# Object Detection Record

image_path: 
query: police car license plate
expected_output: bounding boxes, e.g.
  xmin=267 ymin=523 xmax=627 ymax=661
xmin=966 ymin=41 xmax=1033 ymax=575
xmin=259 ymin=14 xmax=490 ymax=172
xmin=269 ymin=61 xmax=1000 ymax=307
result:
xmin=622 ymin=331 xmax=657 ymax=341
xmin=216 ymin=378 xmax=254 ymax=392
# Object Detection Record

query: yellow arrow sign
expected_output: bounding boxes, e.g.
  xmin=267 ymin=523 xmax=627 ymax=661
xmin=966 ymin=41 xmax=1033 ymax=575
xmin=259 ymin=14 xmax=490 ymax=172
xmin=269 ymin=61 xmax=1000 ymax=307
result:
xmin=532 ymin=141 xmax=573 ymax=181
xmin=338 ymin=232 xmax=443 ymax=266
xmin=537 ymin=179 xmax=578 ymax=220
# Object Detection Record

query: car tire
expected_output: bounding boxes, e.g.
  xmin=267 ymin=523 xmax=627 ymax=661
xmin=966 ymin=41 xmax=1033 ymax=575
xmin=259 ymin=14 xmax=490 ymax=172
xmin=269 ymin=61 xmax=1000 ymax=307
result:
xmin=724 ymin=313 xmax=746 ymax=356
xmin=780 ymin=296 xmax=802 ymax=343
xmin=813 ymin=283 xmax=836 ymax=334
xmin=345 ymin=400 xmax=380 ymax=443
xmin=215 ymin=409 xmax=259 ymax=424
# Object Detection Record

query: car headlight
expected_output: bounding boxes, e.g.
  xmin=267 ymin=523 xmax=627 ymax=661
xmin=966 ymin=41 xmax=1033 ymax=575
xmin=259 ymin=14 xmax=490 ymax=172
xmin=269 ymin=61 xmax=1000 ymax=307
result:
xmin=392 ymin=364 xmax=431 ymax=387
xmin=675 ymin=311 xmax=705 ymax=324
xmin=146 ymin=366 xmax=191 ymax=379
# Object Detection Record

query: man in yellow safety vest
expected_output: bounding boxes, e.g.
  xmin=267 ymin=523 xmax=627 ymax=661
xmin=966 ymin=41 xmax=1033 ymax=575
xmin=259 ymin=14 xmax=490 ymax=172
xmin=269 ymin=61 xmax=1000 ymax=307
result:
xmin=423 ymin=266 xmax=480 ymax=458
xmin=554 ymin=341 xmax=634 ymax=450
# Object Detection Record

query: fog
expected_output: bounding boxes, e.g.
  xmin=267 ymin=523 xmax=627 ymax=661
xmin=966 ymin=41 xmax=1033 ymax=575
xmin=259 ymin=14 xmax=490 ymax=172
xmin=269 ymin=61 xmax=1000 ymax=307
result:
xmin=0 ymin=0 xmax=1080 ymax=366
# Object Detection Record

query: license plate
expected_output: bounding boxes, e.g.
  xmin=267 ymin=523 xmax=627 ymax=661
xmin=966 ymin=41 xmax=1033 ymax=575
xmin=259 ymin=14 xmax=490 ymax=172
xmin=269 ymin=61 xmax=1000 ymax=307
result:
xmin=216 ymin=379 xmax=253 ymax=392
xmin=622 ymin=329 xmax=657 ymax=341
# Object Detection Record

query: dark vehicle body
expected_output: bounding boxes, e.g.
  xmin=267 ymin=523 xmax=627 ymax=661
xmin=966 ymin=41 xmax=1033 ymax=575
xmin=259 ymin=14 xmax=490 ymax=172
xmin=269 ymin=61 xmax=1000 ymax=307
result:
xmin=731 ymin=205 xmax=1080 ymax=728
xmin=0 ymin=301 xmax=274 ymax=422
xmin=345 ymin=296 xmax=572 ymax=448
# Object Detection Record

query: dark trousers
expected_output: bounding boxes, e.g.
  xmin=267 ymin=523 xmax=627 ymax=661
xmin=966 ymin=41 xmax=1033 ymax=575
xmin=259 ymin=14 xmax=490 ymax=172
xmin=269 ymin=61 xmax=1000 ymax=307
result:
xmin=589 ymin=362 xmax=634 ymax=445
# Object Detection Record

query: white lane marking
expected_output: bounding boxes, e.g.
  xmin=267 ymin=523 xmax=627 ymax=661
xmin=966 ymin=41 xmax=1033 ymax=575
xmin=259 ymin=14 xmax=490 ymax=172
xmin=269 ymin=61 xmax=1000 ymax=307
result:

• • •

Convert all of the rows above into a single numbered list of their lines, leaving out any blank lines.

* Answer to the exercise *
1. # Object Detection Record
2. image_path: 
3. query: police car license plate
4. expected_output: bounding boxes, e.g.
5.   xmin=267 ymin=523 xmax=627 ymax=661
6. xmin=966 ymin=41 xmax=1033 ymax=575
7. xmin=259 ymin=14 xmax=490 ymax=172
8. xmin=269 ymin=61 xmax=1000 ymax=307
9. result:
10. xmin=622 ymin=331 xmax=657 ymax=341
11. xmin=216 ymin=378 xmax=254 ymax=392
12. # Object Detection Record
13. query: yellow arrow sign
14. expected_output: bounding boxes, e.g.
15.   xmin=267 ymin=523 xmax=627 ymax=661
16. xmin=966 ymin=41 xmax=1033 ymax=575
17. xmin=259 ymin=14 xmax=490 ymax=172
18. xmin=269 ymin=61 xmax=1000 ymax=307
19. result:
20. xmin=532 ymin=141 xmax=573 ymax=181
21. xmin=338 ymin=232 xmax=443 ymax=266
22. xmin=537 ymin=179 xmax=578 ymax=220
23. # Object Detection Record
24. query: car tire
25. expected_output: bounding boxes, e.g.
26.   xmin=267 ymin=523 xmax=627 ymax=661
27. xmin=966 ymin=41 xmax=1033 ymax=575
28. xmin=259 ymin=14 xmax=490 ymax=172
29. xmin=269 ymin=61 xmax=1000 ymax=307
30. result:
31. xmin=724 ymin=313 xmax=746 ymax=356
32. xmin=780 ymin=296 xmax=802 ymax=343
33. xmin=813 ymin=283 xmax=836 ymax=334
34. xmin=345 ymin=400 xmax=380 ymax=443
35. xmin=215 ymin=409 xmax=259 ymax=424
36. # Object Detection Record
37. query: car headlight
38. expected_output: bounding boxes, e.g.
39.   xmin=267 ymin=523 xmax=627 ymax=661
40. xmin=966 ymin=41 xmax=1033 ymax=575
41. xmin=259 ymin=14 xmax=490 ymax=172
42. xmin=269 ymin=61 xmax=1000 ymax=307
43. result:
44. xmin=392 ymin=364 xmax=431 ymax=387
45. xmin=675 ymin=311 xmax=705 ymax=324
46. xmin=146 ymin=366 xmax=191 ymax=379
47. # Object Detection Record
48. query: man in yellow safety vest
49. expected_output: bounding boxes, e.g.
50.   xmin=267 ymin=523 xmax=627 ymax=661
51. xmin=966 ymin=41 xmax=1033 ymax=575
52. xmin=259 ymin=14 xmax=490 ymax=172
53. xmin=269 ymin=61 xmax=1000 ymax=307
54. result:
55. xmin=423 ymin=266 xmax=480 ymax=458
56. xmin=554 ymin=341 xmax=634 ymax=450
57. # Object Detection Record
58. query: fog
59. expected_output: bounding boxes, e.g.
60.   xmin=267 ymin=523 xmax=627 ymax=661
61. xmin=966 ymin=41 xmax=1033 ymax=575
62. xmin=259 ymin=14 xmax=490 ymax=172
63. xmin=269 ymin=61 xmax=1000 ymax=307
64. result:
65. xmin=0 ymin=0 xmax=1080 ymax=366
66. # Object Detection Record
67. query: license plate
68. expected_output: bounding boxes, e.g.
69.   xmin=267 ymin=523 xmax=627 ymax=661
70. xmin=966 ymin=41 xmax=1033 ymax=575
71. xmin=259 ymin=14 xmax=490 ymax=172
72. xmin=269 ymin=61 xmax=1000 ymax=307
73. result:
74. xmin=216 ymin=379 xmax=253 ymax=392
75. xmin=622 ymin=329 xmax=657 ymax=341
76. # Object Detection Record
77. query: dark vehicle body
78. expected_output: bounding boxes, e.g.
79.   xmin=267 ymin=523 xmax=627 ymax=661
80. xmin=966 ymin=41 xmax=1033 ymax=575
81. xmin=259 ymin=14 xmax=490 ymax=172
82. xmin=269 ymin=61 xmax=1000 ymax=307
83. result:
84. xmin=731 ymin=205 xmax=1080 ymax=728
85. xmin=0 ymin=301 xmax=274 ymax=422
86. xmin=345 ymin=296 xmax=572 ymax=448
87. # Object Detection Record
88. query: dark trousers
89. expected_output: bounding boxes, e.g.
90.   xmin=267 ymin=523 xmax=627 ymax=661
91. xmin=966 ymin=41 xmax=1033 ymax=575
92. xmin=259 ymin=14 xmax=490 ymax=172
93. xmin=269 ymin=61 xmax=1000 ymax=307
94. result:
95. xmin=589 ymin=362 xmax=634 ymax=445
96. # Object Detection Record
97. query: white lane marking
98. expected_output: bounding boxes, e.g.
99.   xmin=267 ymin=523 xmax=627 ymax=661
100. xmin=966 ymin=41 xmax=1033 ymax=575
101. xmin=259 ymin=14 xmax=490 ymax=172
102. xmin=269 ymin=61 xmax=1000 ymax=307
103. result:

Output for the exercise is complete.